--- SOURCE TEXT Enclosed Below ---

I think I understand. "Gay" means homosexual. "Black" means African-American. Or not a latte. "Indian" means Native American, or Indian or...

"White" means?

"Adult" means obscene. "Choice" refers to the right to have an abortion, or to have your chad counted. The "right to life," on the other hand, begins at conception and ends at birth.

Certainly.

This is a column about abortion, of course.

I do not write about abortion very often. The subject makes me tremendously uncomfortable. But it would be cowardly to avoid it, especially since the new Bush administration spent the first of its limited political capital making a gesture against abortion.

I am uncomfortable, but not uncomfortable enough to take the obvious dive: I will not say, "I'm not a woman; let those who have to bear children decide."

On any other subject I would say, "I am a human being; nothing human is outside my concern." That is true here, too. Of course. So I must write as honestly as I can.

Nor can I say again, as I said for many years, "I can't know whether the fetus should have the rights of a human being. But I am absolutely certain that women are human beings, and have the right to control their own bodies."

And I will not say again, as I surely could, that nothing about the vexed and painful human questions of pregnancy and abortion will be enhanced by government intervention. On any side.

I don't know what the fetus is, but I know it is not a human being in the same way a woman is a human being.

I don't know what an abortion is, but I suspect it is not nothing -- and I know it is not an act of murder.

I don't know what sort of life the Pro-Lifers favor, but I have a lot more respect for their beliefs, as I understand them, than I do for someone who thinks life is meaningless or for sale or a property of the state.

I favor everyone's right to free speech.

--- End of Enclosed SOURCE TEXT ---
--- SOURCE INFORMATION Enclosed Below ---

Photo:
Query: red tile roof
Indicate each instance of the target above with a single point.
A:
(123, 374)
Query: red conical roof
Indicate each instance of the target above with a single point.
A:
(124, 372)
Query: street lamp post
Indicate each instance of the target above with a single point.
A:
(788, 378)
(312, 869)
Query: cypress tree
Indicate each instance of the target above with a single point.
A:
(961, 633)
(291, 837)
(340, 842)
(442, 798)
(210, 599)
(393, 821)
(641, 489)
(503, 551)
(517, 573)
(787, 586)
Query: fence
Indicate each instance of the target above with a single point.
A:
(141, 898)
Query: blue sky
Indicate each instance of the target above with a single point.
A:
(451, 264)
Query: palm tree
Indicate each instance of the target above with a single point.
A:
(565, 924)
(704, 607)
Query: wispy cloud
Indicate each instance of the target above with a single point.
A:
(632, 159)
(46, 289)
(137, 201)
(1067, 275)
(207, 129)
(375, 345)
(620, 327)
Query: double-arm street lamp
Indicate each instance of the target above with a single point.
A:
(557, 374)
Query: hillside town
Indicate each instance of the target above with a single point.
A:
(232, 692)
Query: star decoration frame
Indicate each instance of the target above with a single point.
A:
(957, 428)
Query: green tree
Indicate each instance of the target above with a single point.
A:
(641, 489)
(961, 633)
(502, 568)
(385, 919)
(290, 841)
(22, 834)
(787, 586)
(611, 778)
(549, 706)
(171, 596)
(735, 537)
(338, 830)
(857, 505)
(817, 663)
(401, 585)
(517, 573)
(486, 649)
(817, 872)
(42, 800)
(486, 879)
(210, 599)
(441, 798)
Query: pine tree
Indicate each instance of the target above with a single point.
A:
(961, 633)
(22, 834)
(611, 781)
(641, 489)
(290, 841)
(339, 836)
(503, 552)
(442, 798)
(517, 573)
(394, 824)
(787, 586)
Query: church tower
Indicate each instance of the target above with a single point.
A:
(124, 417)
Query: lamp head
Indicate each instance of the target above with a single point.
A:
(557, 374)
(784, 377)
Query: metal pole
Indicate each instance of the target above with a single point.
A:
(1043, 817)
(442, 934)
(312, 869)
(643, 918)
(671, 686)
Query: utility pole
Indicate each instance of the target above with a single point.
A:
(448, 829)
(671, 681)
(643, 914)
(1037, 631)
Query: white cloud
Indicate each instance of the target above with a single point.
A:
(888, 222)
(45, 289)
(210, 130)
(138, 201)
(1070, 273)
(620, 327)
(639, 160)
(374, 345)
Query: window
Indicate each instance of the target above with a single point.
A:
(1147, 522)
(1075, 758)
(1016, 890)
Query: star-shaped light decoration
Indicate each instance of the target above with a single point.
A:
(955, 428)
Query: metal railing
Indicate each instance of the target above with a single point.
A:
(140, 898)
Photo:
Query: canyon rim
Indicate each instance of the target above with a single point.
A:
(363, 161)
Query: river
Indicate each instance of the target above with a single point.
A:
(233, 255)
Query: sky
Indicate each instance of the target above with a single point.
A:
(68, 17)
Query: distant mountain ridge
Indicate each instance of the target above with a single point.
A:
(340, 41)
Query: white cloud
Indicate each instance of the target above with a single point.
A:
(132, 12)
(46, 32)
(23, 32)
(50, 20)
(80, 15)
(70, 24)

--- End of Enclosed SOURCE INFORMATION ---

— WHAT THE TASK REQUIRES —
Print everything in the abortion column from "I think I understand." down to "gesture against abortion.", copying it word for word.

— RESPONSE TO THIS EXERCISE —
I think I understand. "Gay" means homosexual. "Black" means African-American. Or not a latte. "Indian" means Native American, or Indian or...

"White" means?

"Adult" means obscene. "Choice" refers to the right to have an abortion, or to have your chad counted. The "right to life," on the other hand, begins at conception and ends at birth.

Certainly.

This is a column about abortion, of course.

I do not write about abortion very often. The subject makes me tremendously uncomfortable. But it would be cowardly to avoid it, especially since the new Bush administration spent the first of its limited political capital making a gesture against abortion.